Extract provided
— BEGIN —

Showing posts with label creative. Show all posts
Showing posts with label creative. Show all posts

09 November 2019

My Rules of Mystery


Many writers have drafted up a set of "rules" for how to write and, specifically, how to write mysteries. I thought now would be a nice time to toss in my five cents on the matter. And the following list can equally apply to short stories or novels.


1.   First rule of mystery writing: There MUST be a mystery.

Readers KEEP reading, page after page, because they want to know the answer/solution/explanation of that mystery.

2.   Does a mystery always need a dead body?

No. But the "crime" needs to be significant, e.g., a serious physical assault, the robbery of a valuable jewel, a threat to kill.

An empty chocolate wrapper (and Who ate the candy?) is a children's mystery. A severed head is an adult mystery.

3.   The mystery must be solved at the END of the story.

Ask a question very near the beginning, e.g., Who murdered Roger Ackroyd? Answer this question very near the end.

If you don't answer the question, and the mystery remains a mystery, the reader will throw your book at the wall.

You could answer the question in the middle, but you better have another good question to ask at that point to lead the reader through to the end; and there needs to be a good, justifiable reason for doing this.

4.   There is a difference between mystery and suspense.

A bomb that brings down an aircraft is a mystery. A passenger on a plane thinking the guy two rows ahead may have a bomb in his overhead luggage is suspense.

5.   Be aware that “Mystery” is a broad church.

There are many sub categories (or genres) to mysteries, e.g., noir, cozy, police procedural, private eye, locked room. And feel free to mix these up.

6.   Genres have rules.

If you’re writing in one of the genres (99% likely), be aware there are conventions and reader expectations for each.

Unless you truly are one of the masters of literature, mess with reader expectations at your peril.

7.   You are unlikely to be one of the masters of literature.


8.   Write what you know. If you don’t know, find out.

— END —

Stored data entries:
— BEGIN —

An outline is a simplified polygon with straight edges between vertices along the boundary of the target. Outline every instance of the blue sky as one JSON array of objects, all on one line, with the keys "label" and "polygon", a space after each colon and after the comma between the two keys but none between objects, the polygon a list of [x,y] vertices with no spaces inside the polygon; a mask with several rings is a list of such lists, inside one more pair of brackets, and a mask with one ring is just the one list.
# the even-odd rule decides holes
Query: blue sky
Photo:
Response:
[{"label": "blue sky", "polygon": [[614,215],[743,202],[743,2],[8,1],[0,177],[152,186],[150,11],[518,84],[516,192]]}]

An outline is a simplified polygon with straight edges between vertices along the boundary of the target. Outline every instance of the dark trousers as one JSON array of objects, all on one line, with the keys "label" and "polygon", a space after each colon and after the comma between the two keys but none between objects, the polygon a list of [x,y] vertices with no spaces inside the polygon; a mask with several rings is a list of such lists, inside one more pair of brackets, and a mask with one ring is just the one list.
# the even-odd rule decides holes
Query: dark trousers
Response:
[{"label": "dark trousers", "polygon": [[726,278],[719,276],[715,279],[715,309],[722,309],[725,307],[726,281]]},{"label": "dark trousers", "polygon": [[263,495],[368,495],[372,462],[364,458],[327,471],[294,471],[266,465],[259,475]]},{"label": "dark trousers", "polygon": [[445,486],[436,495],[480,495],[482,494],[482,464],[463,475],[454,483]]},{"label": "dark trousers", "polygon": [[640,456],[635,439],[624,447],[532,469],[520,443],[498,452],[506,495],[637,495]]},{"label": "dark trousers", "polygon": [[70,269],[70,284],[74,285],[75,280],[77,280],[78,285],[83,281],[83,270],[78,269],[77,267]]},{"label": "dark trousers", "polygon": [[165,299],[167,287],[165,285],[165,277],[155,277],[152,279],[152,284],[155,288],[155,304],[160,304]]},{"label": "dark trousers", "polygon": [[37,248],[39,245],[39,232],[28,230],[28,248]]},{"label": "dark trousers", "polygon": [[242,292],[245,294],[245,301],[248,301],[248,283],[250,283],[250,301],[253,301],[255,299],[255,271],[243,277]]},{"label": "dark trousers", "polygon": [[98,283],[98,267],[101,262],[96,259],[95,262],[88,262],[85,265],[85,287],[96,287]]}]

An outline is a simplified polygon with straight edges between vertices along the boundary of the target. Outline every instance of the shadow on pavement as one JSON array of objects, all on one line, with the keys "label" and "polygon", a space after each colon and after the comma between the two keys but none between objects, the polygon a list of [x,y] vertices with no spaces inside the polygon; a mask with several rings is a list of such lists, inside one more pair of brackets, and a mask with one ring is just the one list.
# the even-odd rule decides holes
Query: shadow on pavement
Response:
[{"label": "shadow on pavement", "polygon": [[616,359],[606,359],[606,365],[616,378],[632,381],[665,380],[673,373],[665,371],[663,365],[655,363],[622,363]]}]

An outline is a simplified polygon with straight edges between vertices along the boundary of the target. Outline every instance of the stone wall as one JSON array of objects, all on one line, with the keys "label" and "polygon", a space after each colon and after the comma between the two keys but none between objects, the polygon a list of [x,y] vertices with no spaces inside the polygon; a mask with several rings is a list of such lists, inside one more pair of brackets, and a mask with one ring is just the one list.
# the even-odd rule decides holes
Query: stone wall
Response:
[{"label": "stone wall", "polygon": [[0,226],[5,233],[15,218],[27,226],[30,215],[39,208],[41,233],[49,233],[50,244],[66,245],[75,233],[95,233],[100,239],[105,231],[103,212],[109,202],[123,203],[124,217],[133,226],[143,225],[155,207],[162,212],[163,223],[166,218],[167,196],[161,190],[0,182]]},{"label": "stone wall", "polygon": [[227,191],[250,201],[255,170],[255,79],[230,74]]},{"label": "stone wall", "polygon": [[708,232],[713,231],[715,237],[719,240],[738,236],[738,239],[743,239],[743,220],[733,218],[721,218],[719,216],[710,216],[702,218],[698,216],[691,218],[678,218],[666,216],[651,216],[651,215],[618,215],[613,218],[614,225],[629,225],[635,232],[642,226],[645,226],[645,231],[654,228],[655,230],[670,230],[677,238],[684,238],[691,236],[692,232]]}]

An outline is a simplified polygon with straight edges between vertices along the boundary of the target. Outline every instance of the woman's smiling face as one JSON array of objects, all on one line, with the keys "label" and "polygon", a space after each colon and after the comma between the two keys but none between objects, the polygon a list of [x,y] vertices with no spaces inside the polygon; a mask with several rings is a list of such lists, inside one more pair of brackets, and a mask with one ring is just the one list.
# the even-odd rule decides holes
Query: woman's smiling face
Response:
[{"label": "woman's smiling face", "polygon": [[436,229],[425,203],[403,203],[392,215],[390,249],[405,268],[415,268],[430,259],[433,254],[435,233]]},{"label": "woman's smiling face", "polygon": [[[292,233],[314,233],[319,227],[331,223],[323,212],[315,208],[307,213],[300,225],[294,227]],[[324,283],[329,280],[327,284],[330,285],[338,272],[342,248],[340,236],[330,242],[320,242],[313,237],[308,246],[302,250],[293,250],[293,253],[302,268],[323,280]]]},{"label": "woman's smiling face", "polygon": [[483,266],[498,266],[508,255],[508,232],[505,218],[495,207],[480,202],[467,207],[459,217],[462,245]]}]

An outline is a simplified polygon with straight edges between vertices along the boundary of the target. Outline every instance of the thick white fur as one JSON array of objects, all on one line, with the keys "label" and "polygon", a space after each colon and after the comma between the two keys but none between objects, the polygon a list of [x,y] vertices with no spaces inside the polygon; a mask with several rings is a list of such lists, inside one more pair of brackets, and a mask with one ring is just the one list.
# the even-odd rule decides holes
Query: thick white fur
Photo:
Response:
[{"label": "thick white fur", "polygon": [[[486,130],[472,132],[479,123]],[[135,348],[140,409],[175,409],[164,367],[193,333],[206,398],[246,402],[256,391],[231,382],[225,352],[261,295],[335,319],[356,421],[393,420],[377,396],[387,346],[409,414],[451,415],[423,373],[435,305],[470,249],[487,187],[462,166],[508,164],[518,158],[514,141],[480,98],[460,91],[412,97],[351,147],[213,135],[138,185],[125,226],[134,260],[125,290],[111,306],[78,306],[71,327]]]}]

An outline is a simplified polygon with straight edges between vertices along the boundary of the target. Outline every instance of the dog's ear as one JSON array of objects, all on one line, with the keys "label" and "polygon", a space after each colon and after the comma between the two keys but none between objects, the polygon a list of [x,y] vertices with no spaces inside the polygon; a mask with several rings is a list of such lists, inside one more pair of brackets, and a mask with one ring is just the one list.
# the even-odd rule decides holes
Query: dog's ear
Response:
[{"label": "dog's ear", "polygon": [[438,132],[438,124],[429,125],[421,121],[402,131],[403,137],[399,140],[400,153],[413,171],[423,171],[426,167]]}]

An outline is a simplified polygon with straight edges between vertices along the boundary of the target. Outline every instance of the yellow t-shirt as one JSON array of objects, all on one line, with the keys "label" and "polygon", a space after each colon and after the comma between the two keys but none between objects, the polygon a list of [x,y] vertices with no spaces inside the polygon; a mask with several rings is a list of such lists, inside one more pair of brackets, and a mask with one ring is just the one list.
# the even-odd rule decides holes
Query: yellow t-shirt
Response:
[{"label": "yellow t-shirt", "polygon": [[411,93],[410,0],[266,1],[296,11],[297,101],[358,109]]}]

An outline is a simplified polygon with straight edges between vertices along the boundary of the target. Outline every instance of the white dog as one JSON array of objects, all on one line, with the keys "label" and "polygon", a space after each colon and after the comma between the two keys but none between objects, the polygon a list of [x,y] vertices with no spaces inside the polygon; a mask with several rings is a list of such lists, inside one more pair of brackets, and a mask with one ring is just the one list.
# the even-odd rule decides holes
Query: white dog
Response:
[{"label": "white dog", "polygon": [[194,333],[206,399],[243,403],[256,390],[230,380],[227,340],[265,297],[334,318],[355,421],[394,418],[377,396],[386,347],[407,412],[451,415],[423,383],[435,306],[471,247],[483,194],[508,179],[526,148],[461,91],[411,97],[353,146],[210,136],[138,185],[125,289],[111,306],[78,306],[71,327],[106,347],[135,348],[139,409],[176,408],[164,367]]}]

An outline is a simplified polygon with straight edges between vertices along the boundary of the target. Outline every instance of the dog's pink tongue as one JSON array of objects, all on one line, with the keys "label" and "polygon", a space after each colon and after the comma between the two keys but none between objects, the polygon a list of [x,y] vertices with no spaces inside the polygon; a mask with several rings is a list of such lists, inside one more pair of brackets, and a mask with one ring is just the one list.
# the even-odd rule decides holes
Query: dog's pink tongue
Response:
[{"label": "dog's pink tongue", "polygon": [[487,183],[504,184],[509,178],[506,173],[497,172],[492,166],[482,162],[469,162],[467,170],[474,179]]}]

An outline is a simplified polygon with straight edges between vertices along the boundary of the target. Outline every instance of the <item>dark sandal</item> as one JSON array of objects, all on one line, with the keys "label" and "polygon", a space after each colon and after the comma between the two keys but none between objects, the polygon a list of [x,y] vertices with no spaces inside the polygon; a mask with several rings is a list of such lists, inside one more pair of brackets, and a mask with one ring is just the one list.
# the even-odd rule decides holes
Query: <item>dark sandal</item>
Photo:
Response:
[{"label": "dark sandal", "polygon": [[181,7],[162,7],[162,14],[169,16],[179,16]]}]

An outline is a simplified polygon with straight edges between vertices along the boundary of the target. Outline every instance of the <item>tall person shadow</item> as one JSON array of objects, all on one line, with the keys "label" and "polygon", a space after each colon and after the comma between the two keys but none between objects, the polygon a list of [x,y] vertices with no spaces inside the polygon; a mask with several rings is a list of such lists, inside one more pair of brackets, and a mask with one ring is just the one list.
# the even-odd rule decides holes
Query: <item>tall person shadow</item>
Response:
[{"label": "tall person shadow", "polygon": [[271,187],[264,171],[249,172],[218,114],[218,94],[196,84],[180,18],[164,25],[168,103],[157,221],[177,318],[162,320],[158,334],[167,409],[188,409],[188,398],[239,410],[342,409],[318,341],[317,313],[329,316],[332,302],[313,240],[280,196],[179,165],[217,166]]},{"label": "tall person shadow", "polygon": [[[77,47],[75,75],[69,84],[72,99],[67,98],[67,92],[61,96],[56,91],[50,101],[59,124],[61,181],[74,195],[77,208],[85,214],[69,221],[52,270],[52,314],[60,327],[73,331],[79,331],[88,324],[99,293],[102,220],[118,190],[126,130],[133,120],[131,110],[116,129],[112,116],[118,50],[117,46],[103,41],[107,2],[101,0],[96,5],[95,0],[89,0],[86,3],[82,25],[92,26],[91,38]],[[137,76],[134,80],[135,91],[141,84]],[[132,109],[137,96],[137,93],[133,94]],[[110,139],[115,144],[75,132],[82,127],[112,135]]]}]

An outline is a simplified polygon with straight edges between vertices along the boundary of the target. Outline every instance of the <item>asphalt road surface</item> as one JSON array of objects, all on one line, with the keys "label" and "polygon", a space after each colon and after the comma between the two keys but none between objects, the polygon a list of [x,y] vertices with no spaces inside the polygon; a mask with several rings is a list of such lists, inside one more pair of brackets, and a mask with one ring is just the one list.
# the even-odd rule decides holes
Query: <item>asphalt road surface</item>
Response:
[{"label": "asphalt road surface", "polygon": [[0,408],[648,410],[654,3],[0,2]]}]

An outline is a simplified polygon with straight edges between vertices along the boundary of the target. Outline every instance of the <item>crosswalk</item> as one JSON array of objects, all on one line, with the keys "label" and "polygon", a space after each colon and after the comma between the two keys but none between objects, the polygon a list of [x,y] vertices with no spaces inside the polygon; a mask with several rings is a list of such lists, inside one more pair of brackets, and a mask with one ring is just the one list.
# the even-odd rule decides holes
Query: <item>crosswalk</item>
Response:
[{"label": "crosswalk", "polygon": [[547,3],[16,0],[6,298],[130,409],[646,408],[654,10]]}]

— END —

Set problem
According to the mystery-writing rules above, why must a mystery story contain a mystery?

Result of the task
Readers keep reading, page after page, because they want to know the answer, solution or explanation of that mystery.